- **Data in this exercise**:
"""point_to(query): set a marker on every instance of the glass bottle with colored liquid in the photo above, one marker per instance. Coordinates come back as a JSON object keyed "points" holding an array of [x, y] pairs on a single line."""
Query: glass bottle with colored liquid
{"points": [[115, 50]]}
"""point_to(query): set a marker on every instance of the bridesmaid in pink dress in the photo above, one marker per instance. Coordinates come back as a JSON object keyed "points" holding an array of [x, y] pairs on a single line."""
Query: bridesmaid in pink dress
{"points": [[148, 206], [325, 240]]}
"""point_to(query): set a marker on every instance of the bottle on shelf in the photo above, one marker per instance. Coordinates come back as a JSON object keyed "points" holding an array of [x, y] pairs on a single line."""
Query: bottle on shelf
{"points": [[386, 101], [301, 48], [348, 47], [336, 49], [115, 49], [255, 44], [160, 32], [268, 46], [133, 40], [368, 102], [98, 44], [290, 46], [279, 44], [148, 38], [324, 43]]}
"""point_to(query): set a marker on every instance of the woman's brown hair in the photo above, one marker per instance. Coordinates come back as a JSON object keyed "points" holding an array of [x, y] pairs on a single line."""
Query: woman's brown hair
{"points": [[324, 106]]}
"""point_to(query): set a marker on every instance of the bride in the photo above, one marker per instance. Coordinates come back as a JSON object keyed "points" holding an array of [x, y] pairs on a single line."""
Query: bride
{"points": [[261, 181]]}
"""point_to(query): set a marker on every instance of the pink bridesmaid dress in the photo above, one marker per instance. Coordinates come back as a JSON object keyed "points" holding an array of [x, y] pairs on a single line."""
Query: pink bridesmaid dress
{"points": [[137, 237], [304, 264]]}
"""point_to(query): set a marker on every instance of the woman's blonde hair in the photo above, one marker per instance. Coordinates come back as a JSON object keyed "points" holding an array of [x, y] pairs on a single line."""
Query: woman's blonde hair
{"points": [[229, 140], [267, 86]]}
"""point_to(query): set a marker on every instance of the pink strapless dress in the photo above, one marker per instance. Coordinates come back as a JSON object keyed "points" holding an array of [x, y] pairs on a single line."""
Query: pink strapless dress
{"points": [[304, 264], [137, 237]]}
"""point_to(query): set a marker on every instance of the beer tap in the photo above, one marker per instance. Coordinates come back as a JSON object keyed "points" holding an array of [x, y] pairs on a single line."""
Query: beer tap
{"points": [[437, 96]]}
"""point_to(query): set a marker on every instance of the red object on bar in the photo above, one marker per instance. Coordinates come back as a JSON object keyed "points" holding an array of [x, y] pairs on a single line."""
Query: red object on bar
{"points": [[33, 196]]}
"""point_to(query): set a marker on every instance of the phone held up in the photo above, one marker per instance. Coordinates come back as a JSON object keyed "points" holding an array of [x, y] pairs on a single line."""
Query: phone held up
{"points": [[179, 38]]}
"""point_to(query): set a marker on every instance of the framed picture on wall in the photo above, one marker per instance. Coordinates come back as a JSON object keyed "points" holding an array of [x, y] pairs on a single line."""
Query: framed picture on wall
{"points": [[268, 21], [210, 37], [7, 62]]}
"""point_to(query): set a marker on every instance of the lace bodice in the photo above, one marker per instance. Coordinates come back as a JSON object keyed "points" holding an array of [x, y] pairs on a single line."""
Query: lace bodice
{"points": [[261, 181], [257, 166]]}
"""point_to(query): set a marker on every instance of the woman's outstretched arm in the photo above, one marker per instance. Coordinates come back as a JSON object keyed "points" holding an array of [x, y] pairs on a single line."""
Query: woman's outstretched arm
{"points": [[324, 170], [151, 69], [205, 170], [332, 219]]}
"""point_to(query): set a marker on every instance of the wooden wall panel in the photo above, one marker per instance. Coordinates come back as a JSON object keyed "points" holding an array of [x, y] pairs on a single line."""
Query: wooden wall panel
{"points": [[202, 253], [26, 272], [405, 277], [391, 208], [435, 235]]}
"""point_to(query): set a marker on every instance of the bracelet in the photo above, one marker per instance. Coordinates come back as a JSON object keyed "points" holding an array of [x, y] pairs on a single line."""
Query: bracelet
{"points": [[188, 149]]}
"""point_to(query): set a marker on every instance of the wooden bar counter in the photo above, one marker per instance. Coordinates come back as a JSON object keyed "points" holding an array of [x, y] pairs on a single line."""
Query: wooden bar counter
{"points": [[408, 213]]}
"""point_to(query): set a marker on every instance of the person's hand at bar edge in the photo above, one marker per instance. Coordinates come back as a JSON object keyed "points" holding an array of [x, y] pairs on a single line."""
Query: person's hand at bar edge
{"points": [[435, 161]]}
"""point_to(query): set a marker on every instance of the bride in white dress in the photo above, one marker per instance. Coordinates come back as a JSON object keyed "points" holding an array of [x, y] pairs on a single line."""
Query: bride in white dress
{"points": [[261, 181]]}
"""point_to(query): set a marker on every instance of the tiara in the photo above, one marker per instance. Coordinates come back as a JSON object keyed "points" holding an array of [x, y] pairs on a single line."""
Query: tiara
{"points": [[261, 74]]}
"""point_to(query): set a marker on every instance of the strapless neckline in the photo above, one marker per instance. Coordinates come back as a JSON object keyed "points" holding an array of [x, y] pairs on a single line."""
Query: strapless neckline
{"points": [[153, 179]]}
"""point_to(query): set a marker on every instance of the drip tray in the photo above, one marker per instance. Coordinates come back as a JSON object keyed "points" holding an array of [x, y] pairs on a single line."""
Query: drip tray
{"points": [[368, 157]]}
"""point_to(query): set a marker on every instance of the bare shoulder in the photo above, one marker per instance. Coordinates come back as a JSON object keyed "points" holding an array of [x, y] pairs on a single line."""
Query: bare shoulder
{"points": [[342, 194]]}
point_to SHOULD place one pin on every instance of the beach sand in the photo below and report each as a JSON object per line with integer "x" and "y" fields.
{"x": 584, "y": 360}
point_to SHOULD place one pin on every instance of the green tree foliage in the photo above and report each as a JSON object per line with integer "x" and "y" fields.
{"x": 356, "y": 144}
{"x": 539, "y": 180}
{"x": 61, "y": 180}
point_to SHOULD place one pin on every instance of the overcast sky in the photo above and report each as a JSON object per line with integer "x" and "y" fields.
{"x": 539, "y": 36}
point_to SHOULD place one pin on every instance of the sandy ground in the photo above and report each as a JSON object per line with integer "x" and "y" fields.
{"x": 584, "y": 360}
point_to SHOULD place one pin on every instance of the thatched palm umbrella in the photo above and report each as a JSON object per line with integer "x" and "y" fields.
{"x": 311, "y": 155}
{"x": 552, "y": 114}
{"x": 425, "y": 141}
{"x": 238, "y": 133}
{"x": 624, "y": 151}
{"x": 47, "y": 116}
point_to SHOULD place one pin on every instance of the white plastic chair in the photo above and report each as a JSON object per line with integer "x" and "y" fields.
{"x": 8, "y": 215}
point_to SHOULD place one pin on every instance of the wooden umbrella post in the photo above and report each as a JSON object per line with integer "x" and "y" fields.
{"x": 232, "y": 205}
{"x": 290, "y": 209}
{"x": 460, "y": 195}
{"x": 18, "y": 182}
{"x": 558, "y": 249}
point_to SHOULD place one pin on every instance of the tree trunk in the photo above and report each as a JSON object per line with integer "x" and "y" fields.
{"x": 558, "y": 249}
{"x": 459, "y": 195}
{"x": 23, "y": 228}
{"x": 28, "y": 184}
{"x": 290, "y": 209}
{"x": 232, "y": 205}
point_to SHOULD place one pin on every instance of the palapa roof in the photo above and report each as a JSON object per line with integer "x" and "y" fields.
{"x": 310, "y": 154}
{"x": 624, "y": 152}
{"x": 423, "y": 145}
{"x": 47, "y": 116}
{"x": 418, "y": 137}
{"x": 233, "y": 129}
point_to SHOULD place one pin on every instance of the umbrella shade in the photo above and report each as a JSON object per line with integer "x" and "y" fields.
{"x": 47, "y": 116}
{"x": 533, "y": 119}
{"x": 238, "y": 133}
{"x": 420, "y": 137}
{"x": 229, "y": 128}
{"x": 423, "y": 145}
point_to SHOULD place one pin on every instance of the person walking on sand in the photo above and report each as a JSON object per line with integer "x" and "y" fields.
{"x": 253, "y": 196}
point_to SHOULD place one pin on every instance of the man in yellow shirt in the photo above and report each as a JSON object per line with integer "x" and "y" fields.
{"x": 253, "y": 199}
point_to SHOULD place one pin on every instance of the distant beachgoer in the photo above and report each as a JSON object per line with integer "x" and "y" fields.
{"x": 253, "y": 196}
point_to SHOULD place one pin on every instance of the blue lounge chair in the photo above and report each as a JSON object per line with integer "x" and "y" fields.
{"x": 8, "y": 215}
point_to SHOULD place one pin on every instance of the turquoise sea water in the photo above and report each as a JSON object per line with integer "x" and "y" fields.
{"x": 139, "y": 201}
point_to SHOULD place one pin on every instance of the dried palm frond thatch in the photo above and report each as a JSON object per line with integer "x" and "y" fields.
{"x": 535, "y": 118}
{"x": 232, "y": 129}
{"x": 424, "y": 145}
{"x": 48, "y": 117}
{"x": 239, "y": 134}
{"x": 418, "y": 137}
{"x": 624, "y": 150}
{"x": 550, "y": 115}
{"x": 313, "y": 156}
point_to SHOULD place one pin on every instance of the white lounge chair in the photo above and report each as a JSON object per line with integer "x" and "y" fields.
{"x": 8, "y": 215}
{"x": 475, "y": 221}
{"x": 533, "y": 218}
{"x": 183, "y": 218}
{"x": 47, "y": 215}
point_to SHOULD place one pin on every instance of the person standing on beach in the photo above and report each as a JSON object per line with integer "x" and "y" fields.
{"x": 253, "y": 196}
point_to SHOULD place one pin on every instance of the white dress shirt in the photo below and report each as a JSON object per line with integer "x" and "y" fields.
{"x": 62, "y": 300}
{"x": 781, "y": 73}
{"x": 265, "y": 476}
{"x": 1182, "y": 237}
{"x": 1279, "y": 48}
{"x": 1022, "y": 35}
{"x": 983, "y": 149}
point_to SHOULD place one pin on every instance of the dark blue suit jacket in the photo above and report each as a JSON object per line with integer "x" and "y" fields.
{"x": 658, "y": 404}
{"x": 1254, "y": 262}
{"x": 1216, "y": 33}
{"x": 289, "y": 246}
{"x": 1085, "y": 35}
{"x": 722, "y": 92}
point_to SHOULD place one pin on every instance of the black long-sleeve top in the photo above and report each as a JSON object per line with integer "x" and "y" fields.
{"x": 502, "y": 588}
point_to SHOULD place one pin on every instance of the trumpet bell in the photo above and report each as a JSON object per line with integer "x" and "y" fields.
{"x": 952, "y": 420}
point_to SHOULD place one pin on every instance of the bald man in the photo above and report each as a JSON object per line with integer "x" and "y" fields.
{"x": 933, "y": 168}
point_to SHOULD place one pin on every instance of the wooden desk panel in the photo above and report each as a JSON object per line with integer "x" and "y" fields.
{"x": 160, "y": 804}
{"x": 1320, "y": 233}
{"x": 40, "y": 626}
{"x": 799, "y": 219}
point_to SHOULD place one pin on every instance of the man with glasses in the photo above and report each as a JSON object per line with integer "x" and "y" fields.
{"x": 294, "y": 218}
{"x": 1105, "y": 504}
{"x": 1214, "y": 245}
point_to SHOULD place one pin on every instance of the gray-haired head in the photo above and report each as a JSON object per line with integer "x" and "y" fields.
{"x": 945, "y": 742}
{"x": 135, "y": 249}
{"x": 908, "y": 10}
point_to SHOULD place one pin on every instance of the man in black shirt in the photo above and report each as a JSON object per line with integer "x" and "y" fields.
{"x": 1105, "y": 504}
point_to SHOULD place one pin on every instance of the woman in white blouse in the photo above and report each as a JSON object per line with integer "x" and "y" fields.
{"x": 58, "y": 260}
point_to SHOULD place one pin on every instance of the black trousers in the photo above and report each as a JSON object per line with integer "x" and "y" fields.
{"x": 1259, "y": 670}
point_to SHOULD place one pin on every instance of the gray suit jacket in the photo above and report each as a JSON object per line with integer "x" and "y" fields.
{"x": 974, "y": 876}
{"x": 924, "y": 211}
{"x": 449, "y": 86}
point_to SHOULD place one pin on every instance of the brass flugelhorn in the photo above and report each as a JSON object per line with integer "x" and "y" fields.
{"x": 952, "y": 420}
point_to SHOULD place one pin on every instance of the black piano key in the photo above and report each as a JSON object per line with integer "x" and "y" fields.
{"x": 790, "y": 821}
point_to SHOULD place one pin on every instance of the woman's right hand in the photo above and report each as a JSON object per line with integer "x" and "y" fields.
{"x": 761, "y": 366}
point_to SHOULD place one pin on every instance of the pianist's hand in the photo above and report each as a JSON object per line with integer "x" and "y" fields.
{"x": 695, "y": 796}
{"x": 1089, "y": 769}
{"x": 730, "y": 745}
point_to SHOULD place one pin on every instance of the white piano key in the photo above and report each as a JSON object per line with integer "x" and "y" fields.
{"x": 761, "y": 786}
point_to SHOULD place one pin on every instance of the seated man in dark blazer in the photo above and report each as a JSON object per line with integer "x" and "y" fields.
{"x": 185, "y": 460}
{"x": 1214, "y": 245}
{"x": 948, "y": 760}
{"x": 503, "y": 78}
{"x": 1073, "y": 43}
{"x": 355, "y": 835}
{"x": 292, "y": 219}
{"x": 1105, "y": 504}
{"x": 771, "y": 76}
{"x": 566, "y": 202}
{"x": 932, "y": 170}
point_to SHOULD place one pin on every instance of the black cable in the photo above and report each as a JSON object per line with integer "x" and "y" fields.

- **Brief**: Beginning with the line that contains "the black piano", quote each line exactly through the last line of the entries above, and nothing beyond them.

- **Written response**:
point_to SHOULD place one pin on every instance of the black piano key in the photo above and report each as a JSON object per line with integer "x" and "y" fields.
{"x": 790, "y": 821}
point_to SHOULD place one pin on every instance of the woman's right hand in the photo above and report each as a JSON object per line with integer "x" and "y" fields.
{"x": 761, "y": 366}
point_to SHOULD place one pin on every instance of the pianist's hand in the photo above and report each as a JSON object per line with integer "x" and "y" fields.
{"x": 695, "y": 796}
{"x": 1089, "y": 769}
{"x": 730, "y": 745}
point_to SHOULD place one pin on every instance of the white piano key in the photo above and report each as a JSON object per line with integer "x" and "y" fields.
{"x": 761, "y": 786}
point_to SHOULD place one pin on every instance of the seated man in dark blazer in the photo above and report each as a JSON object per line with integer "x" and "y" fields.
{"x": 185, "y": 460}
{"x": 1214, "y": 245}
{"x": 948, "y": 760}
{"x": 503, "y": 78}
{"x": 1073, "y": 43}
{"x": 355, "y": 835}
{"x": 292, "y": 219}
{"x": 1105, "y": 504}
{"x": 771, "y": 76}
{"x": 566, "y": 202}
{"x": 932, "y": 170}
point_to SHOULD place one pin on every instance of the black cable in the photo above and report each as a JSON object per line with integer "x" and "y" fields.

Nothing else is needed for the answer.